-- BEGIN DATA SHOWN --

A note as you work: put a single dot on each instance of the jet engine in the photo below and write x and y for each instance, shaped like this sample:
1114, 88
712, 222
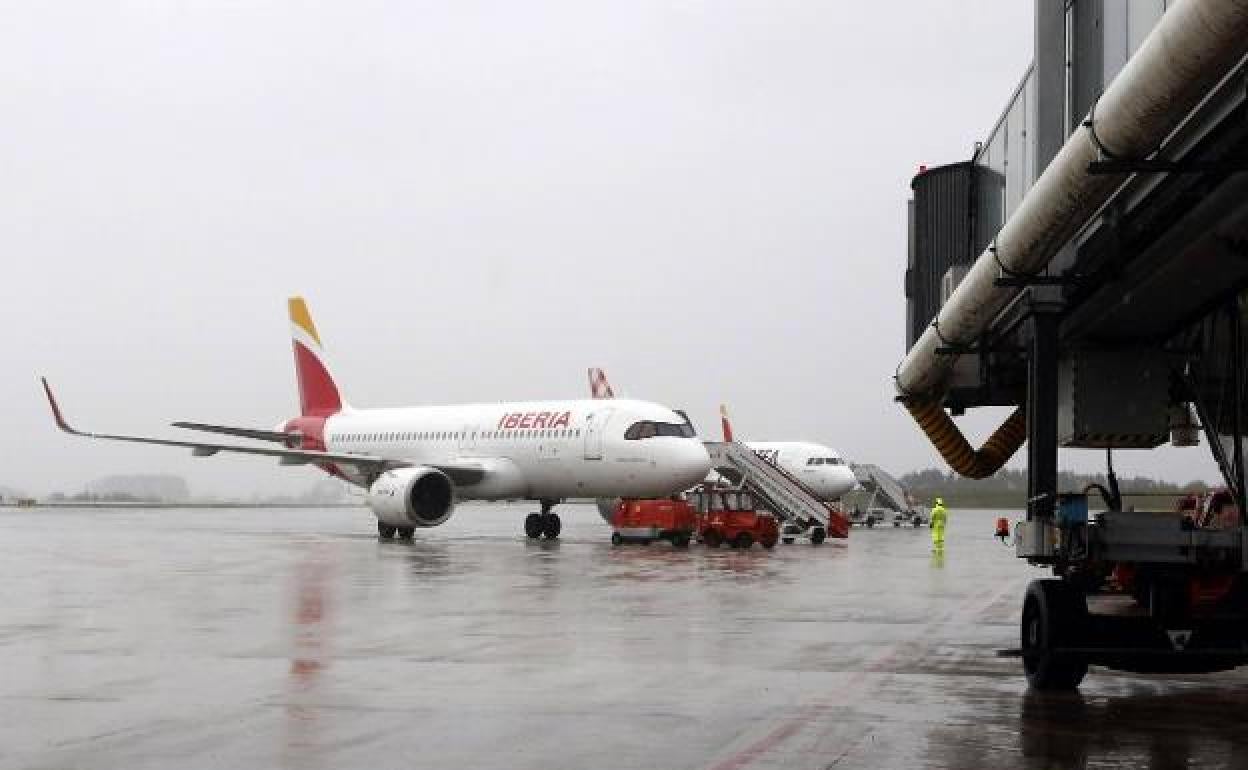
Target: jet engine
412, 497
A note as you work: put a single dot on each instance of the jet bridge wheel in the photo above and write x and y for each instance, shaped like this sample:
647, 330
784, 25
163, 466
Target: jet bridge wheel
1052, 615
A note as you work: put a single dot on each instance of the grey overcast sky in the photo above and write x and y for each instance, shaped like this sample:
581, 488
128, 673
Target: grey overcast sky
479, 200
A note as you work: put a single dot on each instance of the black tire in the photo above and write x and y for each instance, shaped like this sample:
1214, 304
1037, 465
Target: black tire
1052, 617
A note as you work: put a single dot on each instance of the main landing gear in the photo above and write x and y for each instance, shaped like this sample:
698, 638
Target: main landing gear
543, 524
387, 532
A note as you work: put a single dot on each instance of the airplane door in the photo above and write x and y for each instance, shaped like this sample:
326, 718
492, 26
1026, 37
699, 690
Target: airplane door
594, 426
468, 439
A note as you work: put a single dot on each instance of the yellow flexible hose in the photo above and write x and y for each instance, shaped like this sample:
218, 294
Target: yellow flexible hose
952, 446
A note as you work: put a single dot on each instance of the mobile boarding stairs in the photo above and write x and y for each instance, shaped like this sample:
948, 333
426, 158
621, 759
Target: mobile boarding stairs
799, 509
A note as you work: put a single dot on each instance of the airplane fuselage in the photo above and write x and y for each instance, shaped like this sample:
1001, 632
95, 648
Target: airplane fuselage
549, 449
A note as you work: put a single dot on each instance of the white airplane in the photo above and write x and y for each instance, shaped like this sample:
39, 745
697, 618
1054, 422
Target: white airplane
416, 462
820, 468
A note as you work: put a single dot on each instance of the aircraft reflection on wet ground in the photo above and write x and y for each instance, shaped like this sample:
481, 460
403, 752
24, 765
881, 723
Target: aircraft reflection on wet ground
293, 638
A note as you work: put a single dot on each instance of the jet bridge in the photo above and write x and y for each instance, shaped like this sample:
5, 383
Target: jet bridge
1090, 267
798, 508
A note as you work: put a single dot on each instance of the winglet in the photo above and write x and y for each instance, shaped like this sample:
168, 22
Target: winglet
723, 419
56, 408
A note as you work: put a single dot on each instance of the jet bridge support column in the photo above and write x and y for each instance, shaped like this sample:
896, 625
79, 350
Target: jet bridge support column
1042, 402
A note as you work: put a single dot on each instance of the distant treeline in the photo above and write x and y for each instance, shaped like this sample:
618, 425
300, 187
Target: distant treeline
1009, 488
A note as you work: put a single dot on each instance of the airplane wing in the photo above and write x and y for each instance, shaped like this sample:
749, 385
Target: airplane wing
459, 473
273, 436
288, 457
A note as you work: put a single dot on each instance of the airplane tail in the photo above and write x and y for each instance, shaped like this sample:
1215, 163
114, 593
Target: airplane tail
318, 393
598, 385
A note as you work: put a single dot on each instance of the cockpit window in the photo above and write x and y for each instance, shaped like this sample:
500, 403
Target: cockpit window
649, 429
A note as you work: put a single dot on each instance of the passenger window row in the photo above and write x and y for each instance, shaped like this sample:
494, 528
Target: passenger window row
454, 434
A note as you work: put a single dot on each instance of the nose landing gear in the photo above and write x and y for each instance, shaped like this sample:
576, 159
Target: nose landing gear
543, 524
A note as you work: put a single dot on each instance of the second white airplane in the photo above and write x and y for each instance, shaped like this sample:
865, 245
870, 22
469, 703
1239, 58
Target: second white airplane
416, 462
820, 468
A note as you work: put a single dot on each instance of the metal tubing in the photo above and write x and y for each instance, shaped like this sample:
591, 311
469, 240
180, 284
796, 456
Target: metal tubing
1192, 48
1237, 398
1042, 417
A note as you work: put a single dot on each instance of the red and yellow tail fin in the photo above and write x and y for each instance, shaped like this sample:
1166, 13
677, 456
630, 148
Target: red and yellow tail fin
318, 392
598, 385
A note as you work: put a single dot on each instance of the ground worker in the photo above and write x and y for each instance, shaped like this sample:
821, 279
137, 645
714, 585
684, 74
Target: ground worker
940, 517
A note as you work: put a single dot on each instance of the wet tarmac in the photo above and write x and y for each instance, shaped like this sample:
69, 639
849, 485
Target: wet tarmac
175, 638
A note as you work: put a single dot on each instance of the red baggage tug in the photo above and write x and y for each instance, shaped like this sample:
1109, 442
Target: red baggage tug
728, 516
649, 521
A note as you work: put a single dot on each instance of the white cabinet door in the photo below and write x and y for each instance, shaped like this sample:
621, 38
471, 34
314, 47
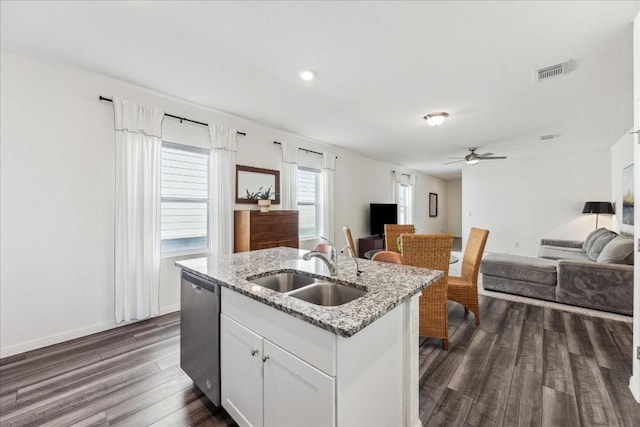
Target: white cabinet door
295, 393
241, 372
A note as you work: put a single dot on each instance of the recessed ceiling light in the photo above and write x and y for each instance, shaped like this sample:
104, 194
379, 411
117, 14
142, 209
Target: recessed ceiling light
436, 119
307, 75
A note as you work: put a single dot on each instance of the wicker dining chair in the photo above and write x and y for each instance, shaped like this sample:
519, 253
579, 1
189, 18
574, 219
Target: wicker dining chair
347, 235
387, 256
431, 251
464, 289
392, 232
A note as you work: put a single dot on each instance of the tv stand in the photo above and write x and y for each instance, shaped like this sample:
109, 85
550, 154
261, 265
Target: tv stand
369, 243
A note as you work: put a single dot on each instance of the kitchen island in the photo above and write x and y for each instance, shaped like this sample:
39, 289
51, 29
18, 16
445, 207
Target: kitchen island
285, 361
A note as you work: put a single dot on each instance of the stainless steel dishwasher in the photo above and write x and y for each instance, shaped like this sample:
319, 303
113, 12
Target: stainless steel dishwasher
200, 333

-- END DATA SHOWN --

All of the entries above should be duplicated exactly, except for the pictures.

- TASK ANSWER -
A note as you work: put a single dot on each instance of the jet engine in the photo below and write x and y for each instance, shaped like this sample:
1114, 88
712, 222
Target: jet engine
412, 497
A note as you work: put a single dot on each instance of the jet bridge wheel in the photo above and write x and y for each instance, shaped like this sample:
647, 330
784, 25
163, 466
Target: jet bridge wheel
1052, 615
A note as you work: put a single dot on each instance of the grey overcast sky in the photo above and write x and y for each instance, shaped like this sample:
581, 488
128, 673
Target: grey overcast sky
479, 200
A note as you work: put a single dot on each instance of the black tire in the photo above and write x and y for each instance, shaped like this sample:
1214, 304
1037, 465
Target: black tire
1052, 617
A note as you work: put a single dot on each instance of the main landing gear in the photo above and write x and y for each instance, shaped like this sample:
698, 638
Target: main landing gear
543, 524
387, 532
A note as you work: put a single dot on each instance of the airplane door in the photo above and write x and y for each instance, shaped like this sample:
326, 718
492, 26
1026, 37
699, 690
Target: airplane door
594, 426
468, 439
A note as you work: put a single dot on each instance of the yellow flexible hose in the photo above and write x and y for each instance, shaped like this sample:
218, 294
Target: yellow flexible hose
952, 446
A note as you work: put a single dot on each instance of the mobile boarding stairs in the photo above and write x and y for each instance, shaped like this sample:
948, 333
426, 158
621, 759
Target: mobile boarding stairs
799, 509
A note as you work: put a single dot on each instance of the airplane fuselage in the photo above and write x and y for each instance, shaped like this sample:
1001, 632
95, 648
Target: airplane fuselage
549, 449
A note as you work: put a single dot on each instance of the white airplane in the photo above and write x and y for each instance, shaped like this sample:
39, 745
697, 618
1054, 422
Target: white airplane
416, 462
820, 468
A note as you work: put a single dot on each instance of the aircraft reflection on wet ground in the photo above and write x and y for each instance, shaped like this sample:
481, 460
403, 752
24, 765
881, 723
Target: aircraft reflection on wet ground
293, 638
A note as you work: put a single dot on each instance of the jet bridge in the photo above and write x and y for each instance, shaped like this sample:
5, 383
Target: jet bridge
1090, 267
798, 508
A note as you work: put a single dot on each instance of the winglet in the photo above and write x and y for each instance, shaped like this sample:
168, 22
Target: winglet
723, 419
56, 408
A note as you work: put a single dot on each instance of the jet bridge support column in the photo above and write x and y for each instance, shaped like this sample:
896, 625
79, 350
Target: jet bridge support column
1042, 402
A note as you work: put a single dot on each instance of the distant treeline in the photo above and write x and y for each instance, shaped like this sample:
618, 425
300, 187
Target: distant treeline
1009, 488
A note as you work: put a single dot on each instance of the airplane wing in the photo above and write x and y for each instance, shaped like this sample:
749, 385
Target: airplane wing
459, 473
273, 436
288, 457
A note as you work: put a single dot on each instance of the airplane tail in the photo above and write x and y for each instance, shaped like this sample:
1215, 163
114, 593
Target: airplane tail
318, 393
598, 385
A note as you work: put a single dot on each instance of the cockpit window in the photo above and write x and y for each instance, shaped like this sample:
500, 403
Target: cockpit window
649, 429
A note as you work: put a single dot on each instance of the passenger window row in the photo above and write x and y for each instance, shaped like this sample:
494, 528
Target: passenger window row
454, 434
A note as you work: put a single dot on each instance of the nose landing gear in the photo above and write x and y for each instance, shaped like this sample:
576, 159
Target: nose landing gear
543, 524
A note as you work: put a single dot on each instance of the second white airplane in the photo above and write x and y for each instance, shaped like this sample:
865, 245
870, 22
469, 703
1239, 58
Target: second white airplane
416, 462
820, 468
A note as you work: put a single dot on each instance of the metal tubing in the photo above and write x and y for each instance, shaped like this sample:
591, 311
469, 240
180, 284
796, 456
Target: metal tubing
1192, 48
1237, 398
1042, 417
A note as you work: put a single dot on each instance of the red and yellow tail fin in the photo above and write x and y for each instance, shaped like this sample:
1166, 13
677, 456
630, 148
Target: red and yellow tail fin
318, 392
598, 385
A note as you work: put a single dot on each instance of the ground worker in the photo above and write x and y for each instance, shaped like this sample:
821, 279
137, 645
714, 585
684, 74
Target: ground worker
940, 517
A note as you work: put a single dot on each instance of the wet tarmac in the photo above and write x and y for each instance, shaped like this sample:
69, 639
849, 485
Target: wet tarmac
175, 638
A note as you work: put a single dot on each instance of the red baggage tug in the photo above and write x and y for each instance, shaped like this sample:
1109, 442
Target: red baggage tug
728, 516
649, 521
A note as you work: put a single dot on each instance of the white cabinet door in the photo below and write x and y for each instance, shaped like this sample:
621, 38
471, 34
314, 47
Target: white cabinet door
295, 393
241, 372
A note as you work: put a single dot on each instance of the recessed ceiling light in the photo above and write x and y for each instance, shaped like this sample:
104, 194
379, 411
117, 14
142, 209
Target: recessed ceiling light
436, 119
307, 75
A note as you work: put a single dot on each instance of the wicker dining chair in the photo above and write x and y for each instance, shaped like this sample:
519, 253
579, 1
189, 18
574, 219
Target: wicker dining chair
347, 235
387, 256
431, 251
464, 289
392, 232
A note as you work: put a single dot on each instance of the tv stand in the photo above and write x and y for each instance, shaped like this sample:
109, 85
550, 154
261, 265
Target: tv stand
369, 243
A note as you work: put a single dot on each instance of the kitchen island in the photo above and write x and y for each instance, shaped like this sample:
39, 289
51, 29
18, 16
445, 207
Target: kitchen island
285, 361
A note as you work: put a single dot on each instance of the stainless steel dishwasher in the photo above and write x and y for each instance, shaped like this sample:
319, 303
113, 12
Target: stainless steel dishwasher
200, 333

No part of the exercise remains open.